> **Records shown**:
++++

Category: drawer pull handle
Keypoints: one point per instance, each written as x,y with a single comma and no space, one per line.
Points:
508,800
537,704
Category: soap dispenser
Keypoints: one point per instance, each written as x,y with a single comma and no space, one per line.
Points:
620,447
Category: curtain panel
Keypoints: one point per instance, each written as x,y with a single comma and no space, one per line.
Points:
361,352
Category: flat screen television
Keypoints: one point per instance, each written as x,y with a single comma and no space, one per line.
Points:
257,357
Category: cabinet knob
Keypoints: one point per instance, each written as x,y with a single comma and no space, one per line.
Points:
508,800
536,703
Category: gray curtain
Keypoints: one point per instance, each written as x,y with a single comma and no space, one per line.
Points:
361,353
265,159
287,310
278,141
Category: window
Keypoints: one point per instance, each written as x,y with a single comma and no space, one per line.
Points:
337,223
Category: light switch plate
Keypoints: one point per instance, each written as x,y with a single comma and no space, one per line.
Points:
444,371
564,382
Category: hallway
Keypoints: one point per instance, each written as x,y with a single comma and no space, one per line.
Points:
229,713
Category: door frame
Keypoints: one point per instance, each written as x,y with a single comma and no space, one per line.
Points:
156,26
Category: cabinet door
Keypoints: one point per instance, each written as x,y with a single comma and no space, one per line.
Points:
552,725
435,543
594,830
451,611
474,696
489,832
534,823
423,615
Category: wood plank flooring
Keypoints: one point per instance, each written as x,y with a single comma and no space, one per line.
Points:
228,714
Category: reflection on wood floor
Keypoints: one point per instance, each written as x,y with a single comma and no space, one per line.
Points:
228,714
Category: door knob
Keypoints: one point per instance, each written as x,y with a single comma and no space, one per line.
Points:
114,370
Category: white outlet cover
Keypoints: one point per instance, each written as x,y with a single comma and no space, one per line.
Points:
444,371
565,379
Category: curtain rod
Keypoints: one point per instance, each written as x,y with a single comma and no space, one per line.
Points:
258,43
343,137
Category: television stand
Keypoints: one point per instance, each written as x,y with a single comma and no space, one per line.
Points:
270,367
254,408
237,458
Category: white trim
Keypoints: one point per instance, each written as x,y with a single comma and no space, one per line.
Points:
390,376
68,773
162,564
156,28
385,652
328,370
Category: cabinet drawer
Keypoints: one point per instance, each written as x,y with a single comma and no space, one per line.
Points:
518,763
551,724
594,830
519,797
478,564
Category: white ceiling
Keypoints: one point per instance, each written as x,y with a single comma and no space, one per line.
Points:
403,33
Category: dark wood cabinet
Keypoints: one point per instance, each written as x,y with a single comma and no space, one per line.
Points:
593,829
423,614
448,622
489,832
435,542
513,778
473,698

++++

> **Exercise prompt**: Convert the records above into a Markdown table with the columns Row and Line: number each row, put one line in each, and leave out blank lines.

> **Task result**:
| Row | Line |
|---|---|
| 1 | Category: drawer pull handle |
| 2 | Keypoints: one point per instance, each written as x,y with a single comma and no space, one per line. |
| 3 | Points: |
| 4 | 508,800 |
| 5 | 537,704 |
| 6 | Category: soap dispenser |
| 7 | Keypoints: one point per instance, each written as x,y with a single comma and no space, one per line. |
| 8 | Points: |
| 9 | 620,447 |
| 10 | Category: curtain panel |
| 11 | Keypoints: one point per instance, each written as x,y with a single comma and no space, one per line. |
| 12 | Points: |
| 13 | 361,352 |
| 14 | Category: flat screen television |
| 15 | Keypoints: one point per instance, each written as x,y with a single comma and no space, one per line. |
| 16 | Points: |
| 17 | 257,357 |
| 18 | Category: cabinet knob |
| 19 | Keypoints: one point per instance, each written as x,y with a single comma and no space, one per line. |
| 20 | Points: |
| 21 | 508,800 |
| 22 | 536,703 |
| 23 | Category: gray curtain |
| 24 | Keypoints: one point per instance, each written as x,y with a single comma and no space, one per line. |
| 25 | Points: |
| 26 | 361,353 |
| 27 | 265,159 |
| 28 | 287,310 |
| 29 | 278,141 |
| 30 | Category: window |
| 31 | Keypoints: one point per instance, each written as x,y with a single comma and no space, one per line. |
| 32 | Points: |
| 33 | 337,223 |
| 34 | Category: light switch plate |
| 35 | Keypoints: one point per instance, each written as x,y with a single comma and no space, one per line. |
| 36 | Points: |
| 37 | 444,371 |
| 38 | 564,382 |
| 39 | Category: hallway |
| 40 | Keypoints: one point per instance, each written as x,y with a single comma and no space, one per line. |
| 41 | Points: |
| 42 | 229,713 |
| 43 | Category: door frame |
| 44 | Keypoints: one point per instance, each written as x,y with a single comma and no space, one per line. |
| 45 | Points: |
| 46 | 156,26 |
| 47 | Category: cabinet door |
| 48 | Keypoints: one point per instance, each written as x,y with a single comma and no space, one per line. |
| 49 | Points: |
| 50 | 552,725 |
| 51 | 435,543 |
| 52 | 594,830 |
| 53 | 451,611 |
| 54 | 474,696 |
| 55 | 489,832 |
| 56 | 534,823 |
| 57 | 423,615 |
| 58 | Category: wood plank flooring |
| 59 | Keypoints: one point per instance, each written as x,y with a single comma and no space, one per line. |
| 60 | Points: |
| 61 | 228,714 |
| 62 | Category: reflection on wood floor |
| 63 | Keypoints: one point per instance, each written as x,y with a single comma and no space, one per line. |
| 64 | Points: |
| 65 | 228,714 |
| 66 | Category: door knob |
| 67 | Keypoints: one point per instance, each written as x,y with a single comma and no space, one per line. |
| 68 | Points: |
| 69 | 114,370 |
| 70 | Category: white outlet cover |
| 71 | Keypoints: one point per instance, each written as x,y with a single comma and no space, one per line. |
| 72 | Points: |
| 73 | 444,371 |
| 74 | 565,379 |
| 75 | Category: curtain rod |
| 76 | Keypoints: one point per instance, each written as x,y with a single comma and no space, one per line. |
| 77 | Points: |
| 78 | 258,43 |
| 79 | 343,137 |
| 80 | Category: television stand |
| 81 | Keypoints: one point per instance, each written as x,y with a single comma and no space, one per line. |
| 82 | Points: |
| 83 | 270,367 |
| 84 | 254,408 |
| 85 | 237,458 |
| 86 | Category: white trim |
| 87 | Keypoints: one point per instance, each written as x,y with a single comma and no space, one per line. |
| 88 | Points: |
| 89 | 390,376 |
| 90 | 68,773 |
| 91 | 162,564 |
| 92 | 156,28 |
| 93 | 385,652 |
| 94 | 328,370 |
| 95 | Category: cabinet drawer |
| 96 | Keypoints: one point per instance, each written as x,y with a single comma and no space, one per line. |
| 97 | Points: |
| 98 | 518,763 |
| 99 | 551,724 |
| 100 | 594,830 |
| 101 | 519,797 |
| 102 | 478,564 |
| 103 | Category: white ceiling |
| 104 | Keypoints: one point per instance, each written as x,y with a single comma and no space, one per line. |
| 105 | Points: |
| 106 | 403,33 |
| 107 | Category: dark wood cabinet |
| 108 | Keypoints: one point per instance, each written as x,y with a single comma and no space, one per line. |
| 109 | Points: |
| 110 | 593,829 |
| 111 | 423,614 |
| 112 | 448,622 |
| 113 | 489,832 |
| 114 | 435,542 |
| 115 | 513,778 |
| 116 | 473,698 |